Produce a verbatim transcription of the entries, with all pictures omitted.

--------------------

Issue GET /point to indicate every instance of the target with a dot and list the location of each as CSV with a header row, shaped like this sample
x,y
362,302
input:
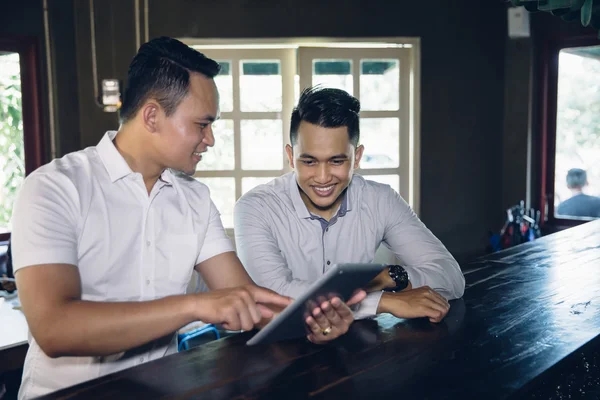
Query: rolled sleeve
x,y
426,260
368,307
216,240
44,222
258,250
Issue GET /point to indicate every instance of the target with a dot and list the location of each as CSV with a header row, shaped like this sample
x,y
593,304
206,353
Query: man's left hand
x,y
332,318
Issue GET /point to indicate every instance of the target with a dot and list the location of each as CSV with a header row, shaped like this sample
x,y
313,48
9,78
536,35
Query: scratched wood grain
x,y
527,315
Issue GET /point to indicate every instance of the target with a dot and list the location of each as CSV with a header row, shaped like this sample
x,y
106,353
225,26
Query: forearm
x,y
444,276
84,328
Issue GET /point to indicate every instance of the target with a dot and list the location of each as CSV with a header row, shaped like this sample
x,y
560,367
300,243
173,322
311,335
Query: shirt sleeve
x,y
45,221
216,240
258,250
424,257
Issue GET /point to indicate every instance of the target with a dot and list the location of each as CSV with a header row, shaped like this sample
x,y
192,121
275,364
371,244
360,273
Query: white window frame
x,y
284,49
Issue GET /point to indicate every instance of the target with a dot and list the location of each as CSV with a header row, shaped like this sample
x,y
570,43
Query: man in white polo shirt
x,y
105,239
291,230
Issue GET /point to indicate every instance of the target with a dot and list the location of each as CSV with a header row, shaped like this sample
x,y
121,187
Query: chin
x,y
324,204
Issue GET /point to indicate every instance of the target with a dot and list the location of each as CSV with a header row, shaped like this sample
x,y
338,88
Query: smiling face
x,y
183,136
324,160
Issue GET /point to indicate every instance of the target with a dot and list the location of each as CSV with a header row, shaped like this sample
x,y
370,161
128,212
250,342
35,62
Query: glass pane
x,y
222,193
333,73
577,171
224,82
392,180
262,144
260,85
250,183
12,153
380,84
381,138
221,156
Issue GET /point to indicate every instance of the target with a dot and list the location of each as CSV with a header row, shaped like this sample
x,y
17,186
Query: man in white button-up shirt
x,y
105,239
290,231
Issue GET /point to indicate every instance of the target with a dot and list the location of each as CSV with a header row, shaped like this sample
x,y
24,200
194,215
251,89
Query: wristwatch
x,y
400,277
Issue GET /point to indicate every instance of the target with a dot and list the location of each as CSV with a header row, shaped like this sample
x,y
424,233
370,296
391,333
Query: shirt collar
x,y
115,164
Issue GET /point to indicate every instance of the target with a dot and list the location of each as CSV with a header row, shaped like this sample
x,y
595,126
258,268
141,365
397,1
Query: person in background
x,y
579,204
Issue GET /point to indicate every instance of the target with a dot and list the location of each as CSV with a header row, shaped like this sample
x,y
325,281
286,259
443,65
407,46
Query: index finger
x,y
341,308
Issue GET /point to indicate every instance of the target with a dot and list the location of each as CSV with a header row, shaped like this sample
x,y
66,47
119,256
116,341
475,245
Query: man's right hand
x,y
240,307
415,303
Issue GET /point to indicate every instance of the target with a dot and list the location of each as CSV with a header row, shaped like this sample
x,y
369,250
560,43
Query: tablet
x,y
341,281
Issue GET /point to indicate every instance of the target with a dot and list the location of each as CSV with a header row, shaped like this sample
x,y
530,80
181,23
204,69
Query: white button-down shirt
x,y
286,248
89,209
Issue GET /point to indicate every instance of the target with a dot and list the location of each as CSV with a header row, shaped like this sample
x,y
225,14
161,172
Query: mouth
x,y
323,191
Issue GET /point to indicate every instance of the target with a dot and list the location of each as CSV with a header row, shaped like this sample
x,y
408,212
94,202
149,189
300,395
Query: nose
x,y
209,137
323,173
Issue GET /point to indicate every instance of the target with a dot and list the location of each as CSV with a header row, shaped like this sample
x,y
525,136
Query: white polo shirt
x,y
91,210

--------------------

• _Answer space_:
Issue GET /point to indicate every instance of the target with a dot and list the location of each as CSV with a header row, shaped like this sample
x,y
362,302
input:
Query: rolled sleeve
x,y
426,260
368,307
216,240
44,222
258,250
Issue GET /point to indicate every instance of the target with a dot and list the location of each as CSV with a header row, shaped like this sample
x,y
593,304
206,353
Query: man's left hand
x,y
332,318
Issue GET /point to indicate every instance of the target with a dot and list the location of each as CSV with a header row, shaped like this sample
x,y
313,48
9,78
536,35
Query: scratched wood grain
x,y
527,315
Issue GET /point to indicate every instance of the target with a dot and list the location of each as CSV with a header row, shaped like this sample
x,y
106,353
225,26
Query: forearm
x,y
444,276
84,328
Issue GET /point to indicate every instance of the target with a dot and list the location of each as CSV with a header row, shaped like this sample
x,y
560,367
300,243
173,322
311,335
Query: shirt sleeve
x,y
45,221
216,240
258,250
424,257
Issue GET /point to indicate every instance of the target with a dot and list the location of each as CSV with a header row, shaped like this sample
x,y
192,121
275,364
371,244
360,273
Query: white window frame
x,y
284,49
Issue GET /point to indicate every instance of the target with a dot and list the location of each as CSV with a header row, shaped like this sample
x,y
570,43
Query: man in white polo shirt
x,y
105,239
291,230
Issue GET /point to indicate every instance of the target with a dot and list the location of each as CSV with a header row, shaped like this sample
x,y
121,187
Query: chin
x,y
324,204
Issue GET /point to indicate every instance of the target with a dot and list the location of each as CSV with a header row, shaped like this sample
x,y
338,88
Query: smiling face
x,y
183,136
324,160
Issue GET /point to indicate every instance of the target with a dot and list the location of each as CSV with a header row, shaped like this sample
x,y
370,161
128,212
250,342
35,62
Query: glass pane
x,y
222,193
333,73
577,171
224,82
392,180
262,144
260,85
250,183
12,153
380,84
381,138
221,156
Issue GET /point to indicate every instance of the target with a dot and list the location of each as CSV with a header row, shaped like this sample
x,y
17,186
Query: man in white button-up shirt
x,y
105,239
290,231
Issue GET /point to indicate every instance of the target with a dot and list the location of each as CSV with a header row, shaped like this sample
x,y
24,200
194,215
251,89
Query: wristwatch
x,y
400,277
Issue GET /point to indicate every instance of the target with a dot and list the location of each as CSV with a header row, shaped like this sample
x,y
424,233
370,296
391,333
Query: shirt collar
x,y
115,164
Issue GET /point to indicate every instance of the target with a dot and list the location of each as CSV with a header row, shaped like this sample
x,y
595,126
258,268
141,365
397,1
Query: person in background
x,y
579,204
Issue GET /point to indicate every instance of the target with a dot and list the location of each as CSV with a header row, shaped like this sample
x,y
325,281
286,259
443,65
407,46
Query: index finger
x,y
341,308
Issue GET /point to indicate every instance of the target with a dot and list the location of each as CSV with a header row, shaped like this sample
x,y
66,47
119,256
116,341
475,245
Query: man's right hand
x,y
240,307
415,303
Issue GET /point to indicate every instance of the target with a dot and list the location of each as CSV with a header row, shaped like this sample
x,y
369,250
560,43
Query: tablet
x,y
341,281
Issue GET /point to indicate every instance of the target with a dot and list the location of each as CSV with a header row, shaped like this sample
x,y
530,80
181,23
204,69
Query: white button-down shirt
x,y
286,248
89,209
Issue GET /point to indicate every instance of the target with a dot and list the location of each as CSV with a header row, shaped like this sample
x,y
225,14
161,172
Query: mouth
x,y
323,191
Issue GET /point to indicate every instance of the target with a dot and list the location of each as CSV with a header row, shaped like this sample
x,y
408,212
94,202
149,189
300,395
Query: nose
x,y
209,137
323,173
Issue GET /point to indicate every instance of the target with a dot and list the location of each as CSV with a header row, shaped like this sample
x,y
525,136
Query: white polo shirt
x,y
91,210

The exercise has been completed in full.